» Instruction
Pull out every line in the rows below that contains the string "soldier", and match its case exactly.

» Material for the task
___

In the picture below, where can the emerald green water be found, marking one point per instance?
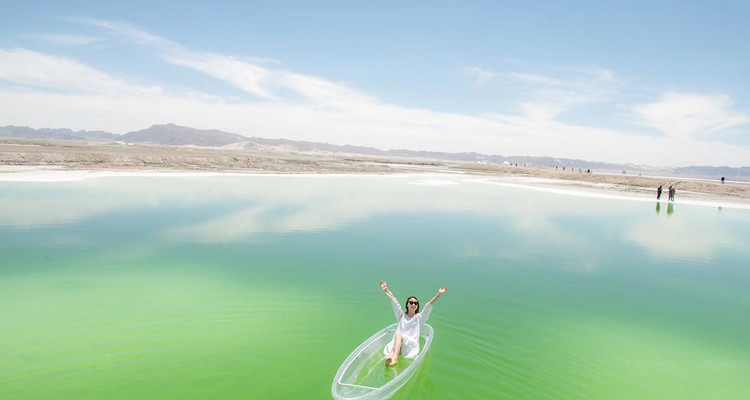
(255, 287)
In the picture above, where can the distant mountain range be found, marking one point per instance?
(174, 135)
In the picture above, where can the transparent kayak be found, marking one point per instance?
(363, 375)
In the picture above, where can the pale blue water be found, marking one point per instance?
(260, 286)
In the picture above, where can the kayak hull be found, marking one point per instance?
(364, 376)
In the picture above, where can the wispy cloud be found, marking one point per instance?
(691, 116)
(70, 40)
(285, 103)
(547, 96)
(28, 67)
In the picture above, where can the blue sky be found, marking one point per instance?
(661, 83)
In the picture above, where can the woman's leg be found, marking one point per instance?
(392, 358)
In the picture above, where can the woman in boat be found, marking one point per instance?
(406, 339)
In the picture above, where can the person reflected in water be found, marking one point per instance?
(406, 339)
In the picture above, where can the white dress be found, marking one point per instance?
(409, 328)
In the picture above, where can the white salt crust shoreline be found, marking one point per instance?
(561, 187)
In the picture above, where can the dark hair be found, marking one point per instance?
(406, 305)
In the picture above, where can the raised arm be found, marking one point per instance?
(440, 291)
(385, 289)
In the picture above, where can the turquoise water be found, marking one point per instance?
(259, 287)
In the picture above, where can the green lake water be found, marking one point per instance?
(258, 287)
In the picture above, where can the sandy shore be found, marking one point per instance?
(19, 156)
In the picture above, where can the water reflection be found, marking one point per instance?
(237, 208)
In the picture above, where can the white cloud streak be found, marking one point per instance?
(295, 106)
(28, 67)
(691, 116)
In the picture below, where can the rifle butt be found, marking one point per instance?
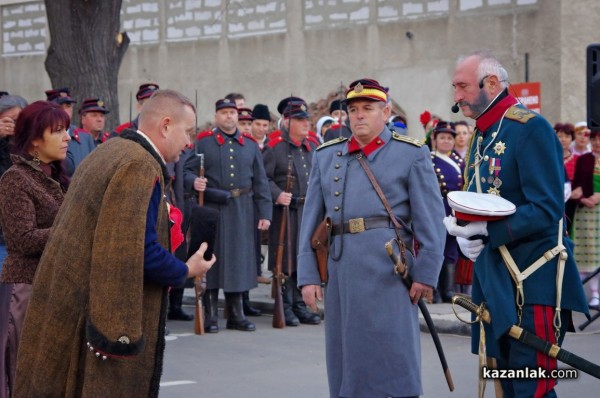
(278, 315)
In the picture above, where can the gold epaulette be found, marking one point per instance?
(332, 142)
(519, 114)
(407, 139)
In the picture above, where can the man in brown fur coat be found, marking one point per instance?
(95, 323)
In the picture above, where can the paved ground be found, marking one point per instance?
(290, 362)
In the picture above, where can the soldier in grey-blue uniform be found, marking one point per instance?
(372, 329)
(235, 183)
(81, 143)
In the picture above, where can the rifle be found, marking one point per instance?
(200, 282)
(279, 277)
(400, 268)
(531, 340)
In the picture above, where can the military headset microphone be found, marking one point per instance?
(455, 107)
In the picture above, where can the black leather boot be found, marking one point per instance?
(248, 309)
(237, 320)
(447, 286)
(175, 312)
(288, 299)
(210, 300)
(300, 309)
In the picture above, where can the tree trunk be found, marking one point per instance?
(86, 50)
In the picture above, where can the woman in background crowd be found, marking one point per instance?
(463, 137)
(581, 144)
(10, 106)
(566, 135)
(31, 192)
(449, 168)
(586, 224)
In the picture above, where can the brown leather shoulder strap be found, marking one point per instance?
(375, 184)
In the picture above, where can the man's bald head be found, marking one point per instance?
(168, 118)
(161, 104)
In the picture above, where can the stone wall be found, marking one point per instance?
(269, 49)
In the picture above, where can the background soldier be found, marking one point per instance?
(236, 183)
(145, 91)
(92, 119)
(295, 143)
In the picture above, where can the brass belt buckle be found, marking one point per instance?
(356, 225)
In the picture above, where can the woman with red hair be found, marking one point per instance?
(31, 191)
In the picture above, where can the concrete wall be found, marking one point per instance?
(269, 49)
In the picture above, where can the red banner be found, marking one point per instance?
(530, 95)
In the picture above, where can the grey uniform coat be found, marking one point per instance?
(276, 154)
(372, 329)
(232, 162)
(80, 145)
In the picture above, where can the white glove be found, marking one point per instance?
(470, 248)
(471, 229)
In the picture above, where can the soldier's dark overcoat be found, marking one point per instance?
(276, 155)
(232, 162)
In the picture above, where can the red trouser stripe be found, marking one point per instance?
(543, 316)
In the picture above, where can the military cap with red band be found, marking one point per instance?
(225, 103)
(146, 90)
(93, 105)
(473, 206)
(368, 89)
(245, 114)
(59, 96)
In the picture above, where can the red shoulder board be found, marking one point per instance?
(313, 140)
(275, 141)
(204, 134)
(250, 137)
(122, 127)
(275, 134)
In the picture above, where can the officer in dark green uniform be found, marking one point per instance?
(515, 154)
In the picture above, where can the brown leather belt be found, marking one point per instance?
(358, 225)
(237, 192)
(297, 201)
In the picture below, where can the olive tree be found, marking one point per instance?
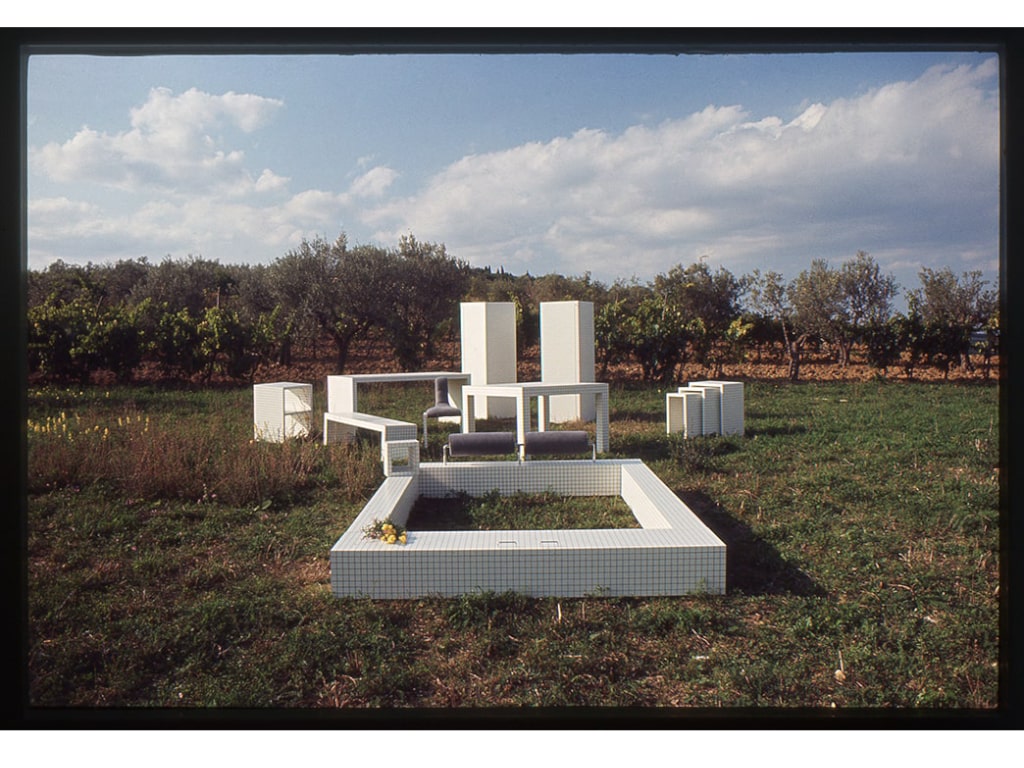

___

» Solution for this problem
In the picture above, where can the soldier in grey-blue uniform be found, marking one point per instance?
In the picture above, where can the background soldier be found, marking one point per instance?
In the picture above, where can the soldier's dark overcoat be found, marking one point per instance?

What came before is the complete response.